-------- ТЕКСТ ДЛЯ ЧТЕНИЯ --------

Троянский конь культурной свободы. Часть II

Профессор социологии Дэниел Белл. 1971
Британский министр иностранных дел Эрнест Бивин (Ernest Bevin), создавший в 1948 году один из важнейших мозговых центров холодной войны — Департамент информационных исследований (Information Research Department, IRD), в секретном рабочем документе писал: «Мы должны выдвинуть идеологию, способную соперничать с коммунизмом».

Именно такой идеологией стала идеология «свободы», поднятая на знамена «Конгрессом за свободу культуры» (КСК), созданным в 1950 году под тайным патронажем ЦРУ. Хотя идеологией ее открыто никто не называл, поскольку наличие идеологии рассматривалось как черта «тоталитарного» общества, которому должен был противостоять «свободный мир».

Кстати, выражение «свободный мир» вошло в повседневный политический язык Запада незадолго до того — в 1946 году, после фултонской речи Черчилля, с которой холодная война и началась. До этого, в годы союзнических отношений с СССР, о «свободном мире» иногда говорили Рузвельт и Черчилль, но без явно антисоветского смысла.

Противопоставление «тоталитаризму» именно культурной свободы имело довоенные корни, в первую очередь связанные с троцкизмом. Так, в 1939 году упоминавшийся нами в предыдущей статье американский философ Сидни Хук — один из самых активных деятелей КСК, состоявший в середине 30-х годов в «Американском комитете защиты Льва Троцкого», создал «Комитет за свободу культуры» (Committee for Cultural Freedom), который можно считать прямым предшественником КСК. Эта структура просуществовала недолго, но успела подготовить почву для фактического приравнивания сталинизма к гитлеризму (уже тогда, в 1939-м!).

Нельзя не упомянуть также манифест «За независимое революционное искусство», написанный в Мексике самим Троцким в 1938 году совместно с лидером сюрреализма, французским поэтом и писателем Андре Бретоном (вместо Троцкого манифест подписал художник Диего Ривера, у которого оба гостили).

Хоть Троцкий и Бретон и отмежевывались от «лозунга „ни фашизма, ни коммунизма“, который отвечает природе консервативного и запуганного филистера», и делали благие и пафосные заявления, что «подлинное искусство… не может не быть революционным, т. е. не стремиться к полной и радикальной перестройке общества, хотя бы для того, чтоб освободить духовное творчество (в оригинале — création intellectuelle, — Прим. ред.) от сковывающих его цепей и дать возможность всему человечеству подняться на те высоты, которых в прошлом достигали только отдельные гении», они при этом объявляли «правящую ныне в СССР касту» «наиболее вероломным и наиболее опасным врагом» коммунизма и декларировали равную порочность нацистской Германии и сталинского СССР.

«Удалив из Германии всех художников, которые хоть в какой-то степени выражали любовь к свободе, пусть даже формальной, гитлеровский фашизм принудил тех, кто еще мог согласиться держать перо или кисть, сделаться приспешниками режима и прославлять его по приказу, при внешних ограничениях условностями самого дурного свойства. То же самое, с поправкой на лозунги, было в СССР в период свирепой реакции, достигшей сегодня апогея», — говорилось в манифесте.

--------

ЗАДАНИЕ
Подхватите статью о Конгрессе за свободу культуры и продолжите её сразу после последнего предложения. Для продолжения статьи список не нужен.

-------- ПОКАЗАННЫЙ СПИСОК --------

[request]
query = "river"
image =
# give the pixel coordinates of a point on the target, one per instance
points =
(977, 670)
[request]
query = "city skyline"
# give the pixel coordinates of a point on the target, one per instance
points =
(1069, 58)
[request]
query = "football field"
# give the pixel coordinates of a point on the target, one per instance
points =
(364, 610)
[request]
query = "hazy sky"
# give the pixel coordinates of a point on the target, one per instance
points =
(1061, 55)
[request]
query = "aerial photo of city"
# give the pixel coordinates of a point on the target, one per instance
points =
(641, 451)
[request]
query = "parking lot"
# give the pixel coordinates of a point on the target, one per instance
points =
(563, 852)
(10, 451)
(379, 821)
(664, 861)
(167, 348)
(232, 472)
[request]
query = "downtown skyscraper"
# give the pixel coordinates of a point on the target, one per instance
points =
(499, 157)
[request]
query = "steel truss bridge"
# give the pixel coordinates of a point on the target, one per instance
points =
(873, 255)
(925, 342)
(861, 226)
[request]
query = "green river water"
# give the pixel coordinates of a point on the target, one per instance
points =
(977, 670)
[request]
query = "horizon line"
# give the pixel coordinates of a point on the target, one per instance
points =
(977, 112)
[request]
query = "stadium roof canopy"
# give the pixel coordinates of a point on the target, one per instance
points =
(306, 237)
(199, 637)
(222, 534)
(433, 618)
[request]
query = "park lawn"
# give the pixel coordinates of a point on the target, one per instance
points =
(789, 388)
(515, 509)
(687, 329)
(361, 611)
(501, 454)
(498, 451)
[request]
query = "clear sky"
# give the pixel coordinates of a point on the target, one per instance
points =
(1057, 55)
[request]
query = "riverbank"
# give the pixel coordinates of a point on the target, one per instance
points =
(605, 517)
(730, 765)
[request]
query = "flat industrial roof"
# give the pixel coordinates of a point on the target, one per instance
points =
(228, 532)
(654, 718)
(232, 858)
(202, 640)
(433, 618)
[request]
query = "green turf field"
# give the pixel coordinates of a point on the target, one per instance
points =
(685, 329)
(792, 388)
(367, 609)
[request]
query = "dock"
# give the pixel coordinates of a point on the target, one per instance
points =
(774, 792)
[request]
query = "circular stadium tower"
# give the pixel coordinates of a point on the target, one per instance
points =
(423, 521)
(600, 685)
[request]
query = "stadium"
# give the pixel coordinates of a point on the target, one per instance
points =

--------

ОТВЕТ
Процитируем еще один пассаж: «Если для развития материальных средств производства революция должна построить социалистический режим с централизованным планом, то для интеллектуального творчества она должна с самого начала установить и обеспечить анархический режим индивидуальной свободы. Никакой власти, никакого ограничения, никаких приказов!»

В манифесте не указано, как именно возможно строить общество, сочетая в нем, с одной стороны, дисциплину и подчинение централизованному плану, а с другой — полную анархию интеллектуальной и художественной продукции. И как возможно быть художником-революционером, будучи в то же время независимым от политической революции.

В письме Бретону от 22 декабря 1938 года Троцкий говорил также о «правде в искусстве», которая возможна не при следовании принципам той или иной школы, а только «при нерушимой верности художника своему внутреннему Я». «Не врать!»вот формула спасения», — восклицал Троцкий, добавляя, что художник должен искать свой собственный путь, «не ожидая приказов извне, отвергая приказы, презирая всех, кто им покоряется».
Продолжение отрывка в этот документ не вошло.